#### Given text
Also read: S. Gurumurthy on funny money

India’s dirty money dilemma

Advani and the Swiss money hoax

Once upon a time, eating Nanjangud hallu pudi

6 April 2009


E.R. RAMACHANDRAN writes: Our grandparents mostly used neem twigs to give a brisk rub-in to their teeth first thing in the morning. This simple device was good enough to keep their teeth clean and sparkling for almost their entire lifetime.

They ate anything from ragi mudde to jowar bhakri and chicken, pullangai unde to dink laadu.

Despite these rigours, their teeth used to be like The Wall—strong, reliable and always ready to tackle what the opposition threw at them all day. Most of our ancestors even capped their sumptuous meal by chewing the juice of a betel nut or doing a small ceremony with betel leaves, sunna and sugandhi betel nut powder.

Teeth, thus nurtured and nourished, lasted years. Tooth ache? There was always a dash of soothing lavang (clove) oil massage to calm the nerves.

They had never heard of a species called the dentist.

Then came charcoal powder, B.V. Pandit’s sweet and pinkish tooth care wonder “Nanjangud hallu pudi” in a 4-inch by 3-inch brown paper bag. You made a small, triangular hole in the corner and inverted it on your palm to pour out only that much quantity for a one-time brushing.
########
#### Data records
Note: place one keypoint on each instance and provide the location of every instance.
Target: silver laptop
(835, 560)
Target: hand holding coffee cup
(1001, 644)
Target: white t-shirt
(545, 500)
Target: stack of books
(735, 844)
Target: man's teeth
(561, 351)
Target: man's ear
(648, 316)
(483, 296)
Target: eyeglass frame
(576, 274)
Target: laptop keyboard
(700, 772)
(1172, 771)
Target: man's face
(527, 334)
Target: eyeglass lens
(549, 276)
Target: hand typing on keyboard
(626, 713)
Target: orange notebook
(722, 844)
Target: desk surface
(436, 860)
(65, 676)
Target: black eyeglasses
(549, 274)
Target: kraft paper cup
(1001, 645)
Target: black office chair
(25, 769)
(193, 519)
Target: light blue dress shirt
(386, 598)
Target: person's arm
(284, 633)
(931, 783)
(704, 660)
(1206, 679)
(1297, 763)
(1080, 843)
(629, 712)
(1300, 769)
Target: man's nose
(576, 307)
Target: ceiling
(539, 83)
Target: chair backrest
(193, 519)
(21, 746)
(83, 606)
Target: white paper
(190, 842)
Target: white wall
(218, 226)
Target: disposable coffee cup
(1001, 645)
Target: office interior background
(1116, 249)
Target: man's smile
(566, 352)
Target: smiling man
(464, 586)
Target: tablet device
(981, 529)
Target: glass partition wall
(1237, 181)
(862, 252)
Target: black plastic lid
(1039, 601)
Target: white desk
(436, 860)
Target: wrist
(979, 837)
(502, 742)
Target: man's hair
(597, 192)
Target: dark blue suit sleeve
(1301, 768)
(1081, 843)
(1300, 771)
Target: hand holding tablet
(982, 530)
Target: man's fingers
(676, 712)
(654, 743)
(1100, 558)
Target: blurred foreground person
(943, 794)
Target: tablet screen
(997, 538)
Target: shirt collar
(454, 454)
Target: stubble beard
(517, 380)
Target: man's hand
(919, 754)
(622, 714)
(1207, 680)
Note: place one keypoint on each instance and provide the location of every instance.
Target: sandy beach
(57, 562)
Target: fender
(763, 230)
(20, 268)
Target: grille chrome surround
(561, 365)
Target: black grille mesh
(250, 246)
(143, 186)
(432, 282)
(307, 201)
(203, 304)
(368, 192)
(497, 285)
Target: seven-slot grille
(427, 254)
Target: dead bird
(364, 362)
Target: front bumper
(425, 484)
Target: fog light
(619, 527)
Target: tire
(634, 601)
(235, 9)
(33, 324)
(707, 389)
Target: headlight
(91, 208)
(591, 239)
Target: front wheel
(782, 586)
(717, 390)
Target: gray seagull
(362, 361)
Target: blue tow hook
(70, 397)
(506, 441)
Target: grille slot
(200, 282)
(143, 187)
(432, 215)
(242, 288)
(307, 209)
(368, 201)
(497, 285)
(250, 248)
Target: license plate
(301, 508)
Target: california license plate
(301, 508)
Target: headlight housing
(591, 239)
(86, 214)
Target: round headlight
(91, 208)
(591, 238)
########
#### Assigned task
Please return the part of the tooth-care text starting with "Once upon a" and going on through "their entire lifetime.", copied word for word.

#### Completed exercise
Once upon a time, eating Nanjangud hallu pudi

6 April 2009


E.R. RAMACHANDRAN writes: Our grandparents mostly used neem twigs to give a brisk rub-in to their teeth first thing in the morning. This simple device was good enough to keep their teeth clean and sparkling for almost their entire lifetime.